### [Exercise]
Rescale the point coordinates in the lines starting at the one that contains "Put a point on every instance of the coconut" and ending at the last line. Write out every one of those lines again, with each x and y value multiplied by 0.3 and rounded to a whole number (halves round up), and keep all other text as it stands.

### [Exercise data]
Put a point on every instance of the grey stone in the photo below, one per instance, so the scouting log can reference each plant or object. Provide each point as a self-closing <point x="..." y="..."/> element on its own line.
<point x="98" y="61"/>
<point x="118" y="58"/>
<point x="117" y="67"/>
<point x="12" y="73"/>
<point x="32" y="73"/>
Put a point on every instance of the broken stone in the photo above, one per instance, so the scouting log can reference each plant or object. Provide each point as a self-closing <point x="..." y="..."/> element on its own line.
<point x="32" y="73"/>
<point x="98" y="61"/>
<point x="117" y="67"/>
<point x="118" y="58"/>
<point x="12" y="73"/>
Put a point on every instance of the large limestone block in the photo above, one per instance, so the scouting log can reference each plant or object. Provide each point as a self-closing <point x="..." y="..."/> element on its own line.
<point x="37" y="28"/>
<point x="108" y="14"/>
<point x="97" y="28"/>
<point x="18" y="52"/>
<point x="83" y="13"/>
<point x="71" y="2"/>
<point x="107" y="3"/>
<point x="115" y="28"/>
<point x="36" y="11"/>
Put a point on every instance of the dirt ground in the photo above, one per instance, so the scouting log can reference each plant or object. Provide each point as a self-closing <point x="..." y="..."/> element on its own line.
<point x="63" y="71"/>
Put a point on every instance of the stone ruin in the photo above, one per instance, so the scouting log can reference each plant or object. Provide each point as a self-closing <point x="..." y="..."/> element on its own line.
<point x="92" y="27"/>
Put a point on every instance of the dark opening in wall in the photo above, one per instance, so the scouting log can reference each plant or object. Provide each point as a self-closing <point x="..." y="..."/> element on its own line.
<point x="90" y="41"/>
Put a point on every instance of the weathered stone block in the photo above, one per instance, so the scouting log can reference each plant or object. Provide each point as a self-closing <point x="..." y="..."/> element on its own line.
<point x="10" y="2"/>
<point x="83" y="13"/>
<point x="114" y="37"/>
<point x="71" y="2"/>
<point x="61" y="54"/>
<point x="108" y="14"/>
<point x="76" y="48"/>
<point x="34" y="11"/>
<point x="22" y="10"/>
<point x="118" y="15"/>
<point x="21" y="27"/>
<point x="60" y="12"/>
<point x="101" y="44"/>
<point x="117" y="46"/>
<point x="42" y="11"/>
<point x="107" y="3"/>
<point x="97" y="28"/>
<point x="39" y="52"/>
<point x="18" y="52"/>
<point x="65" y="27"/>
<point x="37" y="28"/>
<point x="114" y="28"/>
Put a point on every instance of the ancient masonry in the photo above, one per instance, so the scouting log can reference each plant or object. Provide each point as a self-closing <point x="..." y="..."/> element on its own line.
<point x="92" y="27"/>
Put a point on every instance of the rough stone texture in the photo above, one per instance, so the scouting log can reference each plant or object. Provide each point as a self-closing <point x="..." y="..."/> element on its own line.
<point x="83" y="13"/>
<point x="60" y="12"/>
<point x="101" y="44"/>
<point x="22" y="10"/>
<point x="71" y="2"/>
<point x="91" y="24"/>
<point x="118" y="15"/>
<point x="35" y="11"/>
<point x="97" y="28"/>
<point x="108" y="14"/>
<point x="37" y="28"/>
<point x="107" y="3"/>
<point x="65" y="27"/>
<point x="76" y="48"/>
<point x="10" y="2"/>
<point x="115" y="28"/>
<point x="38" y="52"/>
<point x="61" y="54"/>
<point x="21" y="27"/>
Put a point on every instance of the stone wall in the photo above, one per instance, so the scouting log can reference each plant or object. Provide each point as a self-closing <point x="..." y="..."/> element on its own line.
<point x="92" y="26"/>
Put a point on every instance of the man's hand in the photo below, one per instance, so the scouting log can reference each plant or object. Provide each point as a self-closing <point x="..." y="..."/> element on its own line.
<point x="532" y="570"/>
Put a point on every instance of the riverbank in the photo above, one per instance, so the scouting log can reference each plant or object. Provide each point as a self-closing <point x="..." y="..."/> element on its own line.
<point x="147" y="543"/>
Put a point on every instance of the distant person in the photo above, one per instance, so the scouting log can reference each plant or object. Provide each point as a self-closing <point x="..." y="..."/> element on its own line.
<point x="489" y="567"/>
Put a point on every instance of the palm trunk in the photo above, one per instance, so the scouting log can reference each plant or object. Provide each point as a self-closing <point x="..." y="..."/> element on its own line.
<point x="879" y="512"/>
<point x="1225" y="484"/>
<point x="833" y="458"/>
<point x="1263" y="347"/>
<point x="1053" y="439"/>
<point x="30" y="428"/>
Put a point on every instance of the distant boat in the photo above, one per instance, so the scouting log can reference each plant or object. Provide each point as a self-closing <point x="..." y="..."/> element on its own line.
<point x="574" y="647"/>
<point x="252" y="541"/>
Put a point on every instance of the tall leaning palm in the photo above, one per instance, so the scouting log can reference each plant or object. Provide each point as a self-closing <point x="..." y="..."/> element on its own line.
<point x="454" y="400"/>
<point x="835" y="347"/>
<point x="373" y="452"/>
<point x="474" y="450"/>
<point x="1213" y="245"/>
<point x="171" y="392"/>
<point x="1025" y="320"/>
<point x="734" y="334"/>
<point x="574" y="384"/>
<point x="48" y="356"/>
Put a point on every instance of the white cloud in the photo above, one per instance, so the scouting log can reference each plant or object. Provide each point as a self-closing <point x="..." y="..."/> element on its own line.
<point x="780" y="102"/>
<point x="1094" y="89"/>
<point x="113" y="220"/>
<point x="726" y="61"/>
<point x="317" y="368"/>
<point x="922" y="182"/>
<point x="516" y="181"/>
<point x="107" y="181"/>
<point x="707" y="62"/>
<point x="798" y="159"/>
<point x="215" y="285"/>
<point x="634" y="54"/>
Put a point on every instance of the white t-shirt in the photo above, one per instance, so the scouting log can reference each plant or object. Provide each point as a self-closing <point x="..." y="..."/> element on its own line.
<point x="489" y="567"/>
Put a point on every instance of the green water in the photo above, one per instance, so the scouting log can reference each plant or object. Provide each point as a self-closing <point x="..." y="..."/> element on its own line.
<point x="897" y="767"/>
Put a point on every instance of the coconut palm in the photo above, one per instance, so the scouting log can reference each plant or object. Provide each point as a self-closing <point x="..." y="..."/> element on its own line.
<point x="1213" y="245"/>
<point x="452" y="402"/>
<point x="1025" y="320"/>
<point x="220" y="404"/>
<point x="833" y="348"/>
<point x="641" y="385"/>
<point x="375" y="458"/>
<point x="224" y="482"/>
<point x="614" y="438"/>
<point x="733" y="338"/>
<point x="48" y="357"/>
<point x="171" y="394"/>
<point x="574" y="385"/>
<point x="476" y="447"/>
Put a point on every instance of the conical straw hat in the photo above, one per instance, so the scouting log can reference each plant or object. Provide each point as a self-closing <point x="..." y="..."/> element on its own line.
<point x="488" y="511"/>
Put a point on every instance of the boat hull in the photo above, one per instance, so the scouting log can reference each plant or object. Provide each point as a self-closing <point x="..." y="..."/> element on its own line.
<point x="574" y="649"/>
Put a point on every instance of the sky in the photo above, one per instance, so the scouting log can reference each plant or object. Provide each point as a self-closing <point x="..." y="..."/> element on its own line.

### [Answer to this task]
Put a point on every instance of the coconut palm in the photo above, one per instance, so the scouting log can reference each plant or object. Provide each point as a self-closing <point x="..." y="..."/> element on its own line.
<point x="364" y="74"/>
<point x="136" y="121"/>
<point x="308" y="96"/>
<point x="66" y="121"/>
<point x="250" y="104"/>
<point x="192" y="116"/>
<point x="113" y="137"/>
<point x="67" y="145"/>
<point x="184" y="131"/>
<point x="220" y="101"/>
<point x="14" y="107"/>
<point x="51" y="118"/>
<point x="172" y="116"/>
<point x="143" y="134"/>
Put a point on every instance of the conical straw hat in the photo above, one per instance, so the scouting log can reference each plant or object. Provide each point as a self-closing <point x="..." y="..."/> element on its own line.
<point x="146" y="153"/>
Put a point on every instance of the boat hull in the photo above, one per instance, so the scouting log can reference each plant or object. Provide each point as a self-closing <point x="..." y="..."/> element on its own line.
<point x="172" y="195"/>
Put a point on every instance of the sky in the photo above, one per instance, so the scouting log can reference each plant or object. Provide each point as a self-closing <point x="..." y="..."/> element on its own line.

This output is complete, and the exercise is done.